Your answer must consist of one number: how many lines in the records contain "background".

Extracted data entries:
- Opening Delimiter -

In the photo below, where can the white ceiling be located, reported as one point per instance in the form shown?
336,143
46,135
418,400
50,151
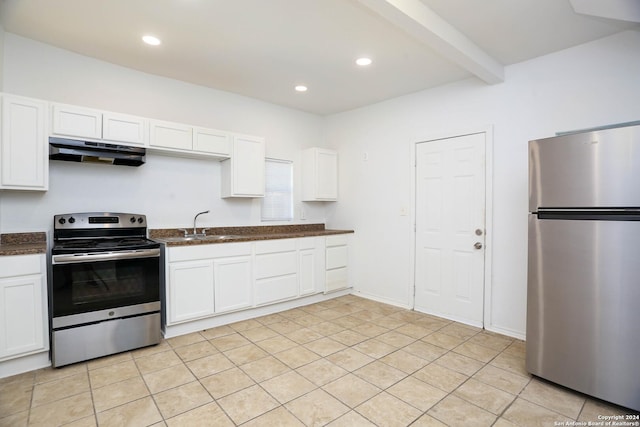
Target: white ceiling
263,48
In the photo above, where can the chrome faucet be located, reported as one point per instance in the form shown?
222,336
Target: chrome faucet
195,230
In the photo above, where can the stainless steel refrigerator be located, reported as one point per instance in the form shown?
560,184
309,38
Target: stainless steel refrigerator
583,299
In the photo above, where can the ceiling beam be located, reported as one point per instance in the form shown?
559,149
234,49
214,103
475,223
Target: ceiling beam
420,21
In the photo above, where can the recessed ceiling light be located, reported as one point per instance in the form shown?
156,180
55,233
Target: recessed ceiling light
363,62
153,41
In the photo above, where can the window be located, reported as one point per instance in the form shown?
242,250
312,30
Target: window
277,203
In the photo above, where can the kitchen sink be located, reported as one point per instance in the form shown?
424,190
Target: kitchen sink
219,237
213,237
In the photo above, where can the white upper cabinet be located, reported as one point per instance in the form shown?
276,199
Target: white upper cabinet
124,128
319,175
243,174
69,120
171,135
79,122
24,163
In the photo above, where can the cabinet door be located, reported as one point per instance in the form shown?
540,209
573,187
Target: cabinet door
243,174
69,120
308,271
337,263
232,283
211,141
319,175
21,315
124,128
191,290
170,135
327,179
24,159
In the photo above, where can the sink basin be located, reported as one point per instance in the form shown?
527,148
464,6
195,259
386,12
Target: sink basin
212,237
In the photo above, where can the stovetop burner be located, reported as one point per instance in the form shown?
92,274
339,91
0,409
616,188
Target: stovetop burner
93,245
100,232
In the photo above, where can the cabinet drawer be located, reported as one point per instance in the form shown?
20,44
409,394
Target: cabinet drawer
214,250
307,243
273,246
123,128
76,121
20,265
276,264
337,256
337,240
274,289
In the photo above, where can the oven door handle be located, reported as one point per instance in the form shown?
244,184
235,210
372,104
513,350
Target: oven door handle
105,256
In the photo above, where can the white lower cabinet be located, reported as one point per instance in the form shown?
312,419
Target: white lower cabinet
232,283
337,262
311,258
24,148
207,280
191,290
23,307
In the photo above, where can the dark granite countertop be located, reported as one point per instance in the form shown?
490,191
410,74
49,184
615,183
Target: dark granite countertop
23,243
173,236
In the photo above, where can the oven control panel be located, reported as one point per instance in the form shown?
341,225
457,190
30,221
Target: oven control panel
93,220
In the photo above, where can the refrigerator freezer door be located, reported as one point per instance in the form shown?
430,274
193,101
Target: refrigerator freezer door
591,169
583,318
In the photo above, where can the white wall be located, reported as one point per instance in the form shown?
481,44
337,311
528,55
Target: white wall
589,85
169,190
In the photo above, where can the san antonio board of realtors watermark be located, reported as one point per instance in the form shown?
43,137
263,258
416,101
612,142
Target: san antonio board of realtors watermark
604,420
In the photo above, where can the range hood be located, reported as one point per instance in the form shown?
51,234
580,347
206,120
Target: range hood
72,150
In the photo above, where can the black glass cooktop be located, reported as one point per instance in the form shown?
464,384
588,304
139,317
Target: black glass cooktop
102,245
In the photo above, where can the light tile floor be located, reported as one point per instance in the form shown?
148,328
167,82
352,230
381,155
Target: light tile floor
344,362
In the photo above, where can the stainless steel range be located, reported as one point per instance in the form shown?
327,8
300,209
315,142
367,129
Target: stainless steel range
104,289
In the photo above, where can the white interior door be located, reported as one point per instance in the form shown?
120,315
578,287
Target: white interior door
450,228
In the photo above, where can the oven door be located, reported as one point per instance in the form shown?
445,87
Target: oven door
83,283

- Closing Delimiter -
- Opening Delimiter -

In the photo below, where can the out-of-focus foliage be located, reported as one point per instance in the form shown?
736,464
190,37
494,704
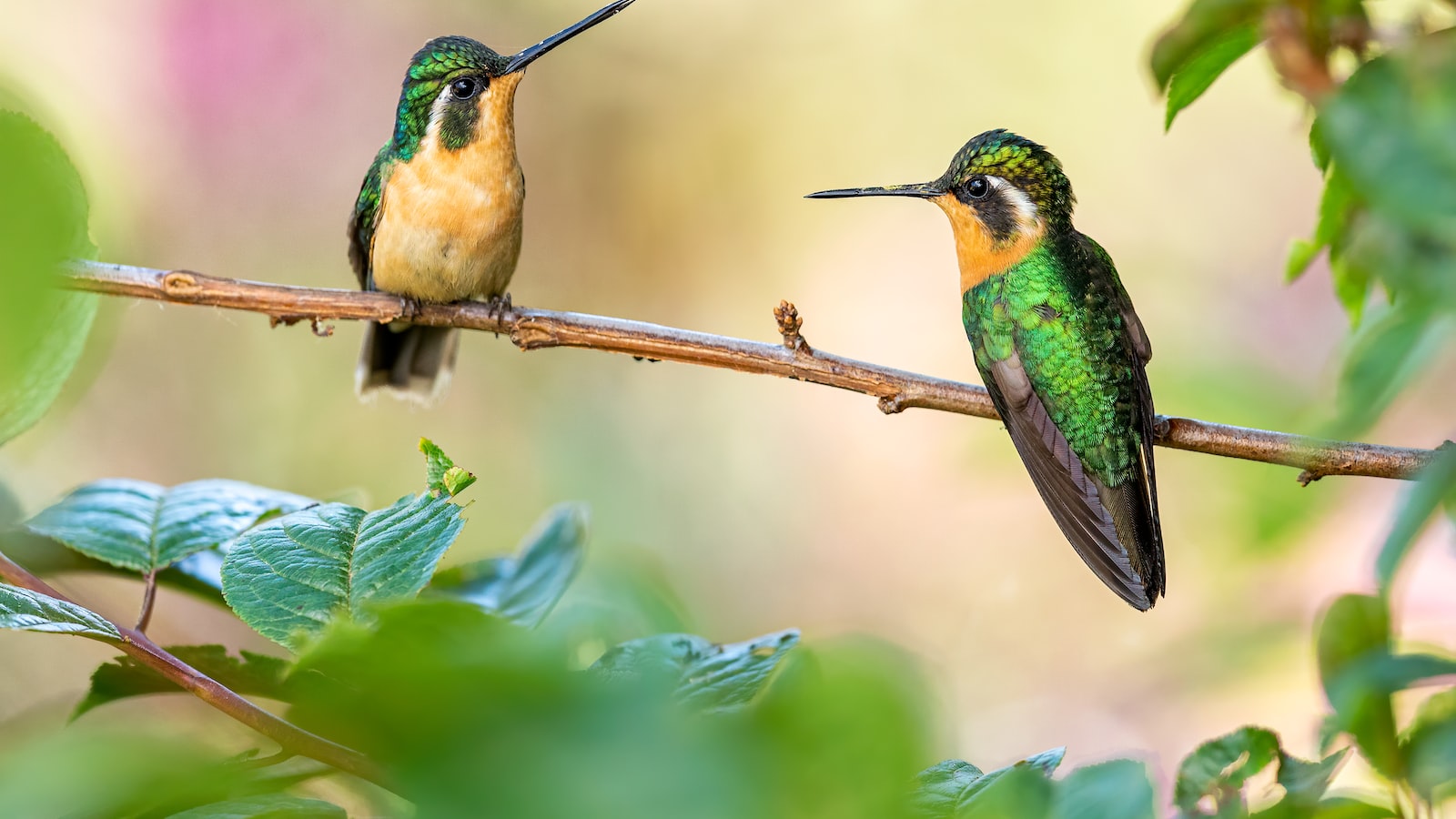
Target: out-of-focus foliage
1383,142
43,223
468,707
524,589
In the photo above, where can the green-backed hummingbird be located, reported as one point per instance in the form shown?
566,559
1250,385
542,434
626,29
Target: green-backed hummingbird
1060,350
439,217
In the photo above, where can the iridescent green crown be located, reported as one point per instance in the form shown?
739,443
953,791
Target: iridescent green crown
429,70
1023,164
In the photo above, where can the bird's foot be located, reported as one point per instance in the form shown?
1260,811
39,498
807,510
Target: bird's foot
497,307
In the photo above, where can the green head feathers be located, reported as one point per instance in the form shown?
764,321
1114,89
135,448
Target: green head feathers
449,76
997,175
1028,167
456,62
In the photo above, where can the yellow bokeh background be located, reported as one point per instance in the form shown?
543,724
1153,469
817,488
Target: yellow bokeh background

- Closing Delimiter -

Your response: 2